- [INSTRUCTIONS FOR THE TASK]:
Put the listing below into a JSON list of strings, one string per line with blank lines left out. Begin at the first line of the listing, stop after the line that contains "96 101 L 94", and leave out the pictures.

============

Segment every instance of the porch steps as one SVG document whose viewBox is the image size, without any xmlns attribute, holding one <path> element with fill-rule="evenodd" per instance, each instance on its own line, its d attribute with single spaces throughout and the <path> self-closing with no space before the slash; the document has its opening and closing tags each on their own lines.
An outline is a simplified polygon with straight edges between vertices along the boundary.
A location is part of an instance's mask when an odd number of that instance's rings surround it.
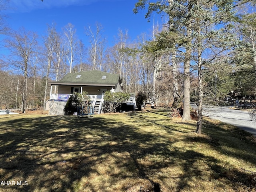
<svg viewBox="0 0 256 192">
<path fill-rule="evenodd" d="M 96 101 L 94 106 L 94 113 L 96 114 L 99 113 L 99 108 L 100 108 L 100 101 Z"/>
</svg>

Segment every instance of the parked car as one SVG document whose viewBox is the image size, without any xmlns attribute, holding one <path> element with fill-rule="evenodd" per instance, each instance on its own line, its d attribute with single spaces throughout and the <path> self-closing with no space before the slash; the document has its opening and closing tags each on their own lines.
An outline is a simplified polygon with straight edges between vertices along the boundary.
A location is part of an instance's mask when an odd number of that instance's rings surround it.
<svg viewBox="0 0 256 192">
<path fill-rule="evenodd" d="M 18 113 L 14 113 L 10 111 L 9 110 L 0 110 L 0 115 L 12 115 L 14 114 L 18 114 Z"/>
</svg>

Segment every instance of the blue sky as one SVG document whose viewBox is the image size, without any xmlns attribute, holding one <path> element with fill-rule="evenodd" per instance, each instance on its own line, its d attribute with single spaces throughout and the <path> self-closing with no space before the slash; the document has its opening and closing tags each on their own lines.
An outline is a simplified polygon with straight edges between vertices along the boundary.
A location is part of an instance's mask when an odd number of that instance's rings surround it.
<svg viewBox="0 0 256 192">
<path fill-rule="evenodd" d="M 132 40 L 143 33 L 152 33 L 152 22 L 144 18 L 145 12 L 134 14 L 132 9 L 137 0 L 10 0 L 6 21 L 13 29 L 24 27 L 36 32 L 39 36 L 46 34 L 47 25 L 56 24 L 57 30 L 70 23 L 86 46 L 89 46 L 85 27 L 93 29 L 96 22 L 103 27 L 103 34 L 112 46 L 118 29 L 128 30 Z"/>
</svg>

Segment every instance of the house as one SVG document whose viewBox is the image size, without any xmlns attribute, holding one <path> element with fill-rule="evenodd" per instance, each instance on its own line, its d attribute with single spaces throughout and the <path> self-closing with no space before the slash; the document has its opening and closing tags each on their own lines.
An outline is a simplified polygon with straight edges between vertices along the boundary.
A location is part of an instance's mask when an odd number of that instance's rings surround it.
<svg viewBox="0 0 256 192">
<path fill-rule="evenodd" d="M 85 91 L 90 95 L 102 95 L 107 90 L 122 91 L 119 74 L 96 70 L 68 73 L 61 80 L 50 83 L 51 90 L 53 86 L 58 86 L 58 93 L 60 94 Z"/>
<path fill-rule="evenodd" d="M 88 93 L 94 112 L 100 114 L 105 92 L 123 90 L 119 74 L 96 70 L 68 73 L 62 79 L 49 83 L 51 89 L 48 102 L 49 102 L 49 114 L 50 115 L 64 114 L 63 109 L 69 95 L 74 92 L 82 93 L 83 92 Z M 58 93 L 52 92 L 54 86 L 58 86 Z M 135 102 L 135 97 L 132 99 Z"/>
</svg>

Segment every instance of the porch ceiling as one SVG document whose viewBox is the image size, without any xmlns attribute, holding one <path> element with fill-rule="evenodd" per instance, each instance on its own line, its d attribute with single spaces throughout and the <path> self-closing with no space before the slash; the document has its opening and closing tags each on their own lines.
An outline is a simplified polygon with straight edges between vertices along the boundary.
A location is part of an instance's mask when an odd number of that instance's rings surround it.
<svg viewBox="0 0 256 192">
<path fill-rule="evenodd" d="M 97 84 L 86 83 L 60 83 L 56 82 L 56 83 L 51 82 L 52 85 L 67 85 L 67 86 L 94 86 L 100 87 L 114 87 L 116 84 Z"/>
</svg>

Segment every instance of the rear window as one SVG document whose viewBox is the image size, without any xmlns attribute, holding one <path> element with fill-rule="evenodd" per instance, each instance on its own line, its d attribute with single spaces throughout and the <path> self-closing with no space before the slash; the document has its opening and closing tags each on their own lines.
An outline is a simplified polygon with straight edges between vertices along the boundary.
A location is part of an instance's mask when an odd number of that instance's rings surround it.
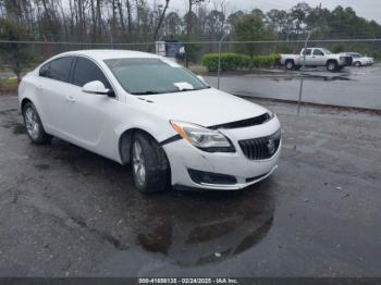
<svg viewBox="0 0 381 285">
<path fill-rule="evenodd" d="M 72 67 L 73 58 L 65 57 L 52 60 L 39 70 L 39 75 L 51 79 L 69 83 L 70 70 Z"/>
</svg>

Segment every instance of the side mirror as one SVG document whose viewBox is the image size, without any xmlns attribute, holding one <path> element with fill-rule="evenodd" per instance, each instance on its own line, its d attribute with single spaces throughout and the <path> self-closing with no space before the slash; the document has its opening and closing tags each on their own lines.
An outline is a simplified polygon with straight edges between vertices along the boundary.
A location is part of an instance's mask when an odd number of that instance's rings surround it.
<svg viewBox="0 0 381 285">
<path fill-rule="evenodd" d="M 99 80 L 86 83 L 82 87 L 82 90 L 87 94 L 107 95 L 110 97 L 115 96 L 112 89 L 106 88 L 105 85 Z"/>
<path fill-rule="evenodd" d="M 200 79 L 202 83 L 208 84 L 201 75 L 197 75 L 197 78 Z"/>
</svg>

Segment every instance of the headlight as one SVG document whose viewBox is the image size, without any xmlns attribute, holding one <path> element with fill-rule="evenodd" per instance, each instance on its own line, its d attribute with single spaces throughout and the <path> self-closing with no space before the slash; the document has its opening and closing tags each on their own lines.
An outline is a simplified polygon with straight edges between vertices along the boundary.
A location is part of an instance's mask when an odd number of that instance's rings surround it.
<svg viewBox="0 0 381 285">
<path fill-rule="evenodd" d="M 171 121 L 173 128 L 195 147 L 208 152 L 234 152 L 229 139 L 220 132 L 186 122 Z"/>
<path fill-rule="evenodd" d="M 268 114 L 269 114 L 269 120 L 275 116 L 275 113 L 271 112 L 270 110 L 268 111 Z"/>
</svg>

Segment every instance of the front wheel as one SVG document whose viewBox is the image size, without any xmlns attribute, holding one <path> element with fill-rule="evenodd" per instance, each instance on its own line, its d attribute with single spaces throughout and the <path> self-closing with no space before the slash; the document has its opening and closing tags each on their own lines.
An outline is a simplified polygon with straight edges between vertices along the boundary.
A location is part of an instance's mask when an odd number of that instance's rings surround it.
<svg viewBox="0 0 381 285">
<path fill-rule="evenodd" d="M 30 140 L 38 145 L 50 142 L 52 136 L 45 133 L 41 120 L 34 104 L 32 102 L 27 102 L 23 107 L 22 112 L 26 133 Z"/>
<path fill-rule="evenodd" d="M 330 72 L 334 72 L 337 70 L 337 62 L 335 61 L 330 61 L 327 63 L 327 70 Z"/>
<path fill-rule="evenodd" d="M 162 147 L 148 135 L 138 133 L 131 152 L 135 187 L 142 193 L 164 190 L 170 182 L 170 166 Z"/>
<path fill-rule="evenodd" d="M 293 70 L 293 69 L 295 67 L 294 61 L 287 60 L 287 61 L 285 62 L 285 66 L 286 66 L 286 69 L 287 69 L 288 71 Z"/>
</svg>

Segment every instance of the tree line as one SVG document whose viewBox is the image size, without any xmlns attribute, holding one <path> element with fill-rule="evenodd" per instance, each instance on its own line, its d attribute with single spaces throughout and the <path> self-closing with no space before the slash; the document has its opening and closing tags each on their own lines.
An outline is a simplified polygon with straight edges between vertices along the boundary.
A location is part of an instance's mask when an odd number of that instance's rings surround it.
<svg viewBox="0 0 381 285">
<path fill-rule="evenodd" d="M 181 41 L 228 40 L 300 40 L 312 32 L 314 39 L 381 38 L 376 21 L 360 17 L 352 8 L 336 7 L 332 11 L 298 2 L 290 10 L 263 12 L 229 11 L 228 0 L 186 0 L 183 11 L 171 9 L 179 0 L 0 0 L 0 40 L 45 40 L 67 42 L 151 42 L 162 39 Z M 149 2 L 151 3 L 151 1 Z M 255 2 L 254 2 L 255 3 Z M 187 60 L 216 51 L 216 44 L 202 47 L 187 45 Z M 295 51 L 295 46 L 269 47 L 244 44 L 224 46 L 248 55 Z M 334 51 L 352 49 L 381 58 L 380 42 L 331 45 Z M 23 62 L 30 61 L 23 44 L 0 44 L 0 61 L 15 66 L 19 74 Z M 30 51 L 30 49 L 29 49 Z"/>
<path fill-rule="evenodd" d="M 28 39 L 84 42 L 136 42 L 181 38 L 218 40 L 230 26 L 231 39 L 380 38 L 376 21 L 359 17 L 352 8 L 310 7 L 299 2 L 288 11 L 259 9 L 228 13 L 225 0 L 211 5 L 187 0 L 183 13 L 157 0 L 0 0 L 0 20 L 21 25 Z M 4 35 L 0 35 L 4 38 Z M 7 36 L 7 35 L 5 35 Z"/>
</svg>

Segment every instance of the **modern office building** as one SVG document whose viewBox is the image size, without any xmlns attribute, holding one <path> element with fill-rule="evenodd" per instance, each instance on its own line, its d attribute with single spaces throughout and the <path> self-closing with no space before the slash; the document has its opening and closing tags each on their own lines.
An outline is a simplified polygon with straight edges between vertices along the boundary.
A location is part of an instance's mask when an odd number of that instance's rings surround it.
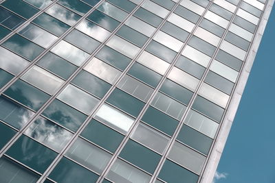
<svg viewBox="0 0 275 183">
<path fill-rule="evenodd" d="M 210 183 L 274 0 L 0 0 L 0 182 Z"/>
</svg>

============

- [RESULT BELOW]:
[
  "Segment every instance of the porch steps as one SVG document whose viewBox is the image size, without any xmlns attribute, holding one <path> element with fill-rule=\"evenodd\" per instance, each instance on its own line, its d attribute with single spaces throughout and the <path> self-closing with no space before the slash; the document has its opening and closing tags each on their own lines.",
  "An outline is a simplified polygon with straight edges between vertices along the boundary.",
  "A location is part of an instance's mask when an odd number of that instance's rings surround it.",
  "<svg viewBox=\"0 0 256 192\">",
  "<path fill-rule=\"evenodd\" d=\"M 96 101 L 94 106 L 94 113 L 96 114 L 99 113 L 99 108 L 100 108 L 100 101 Z\"/>"
]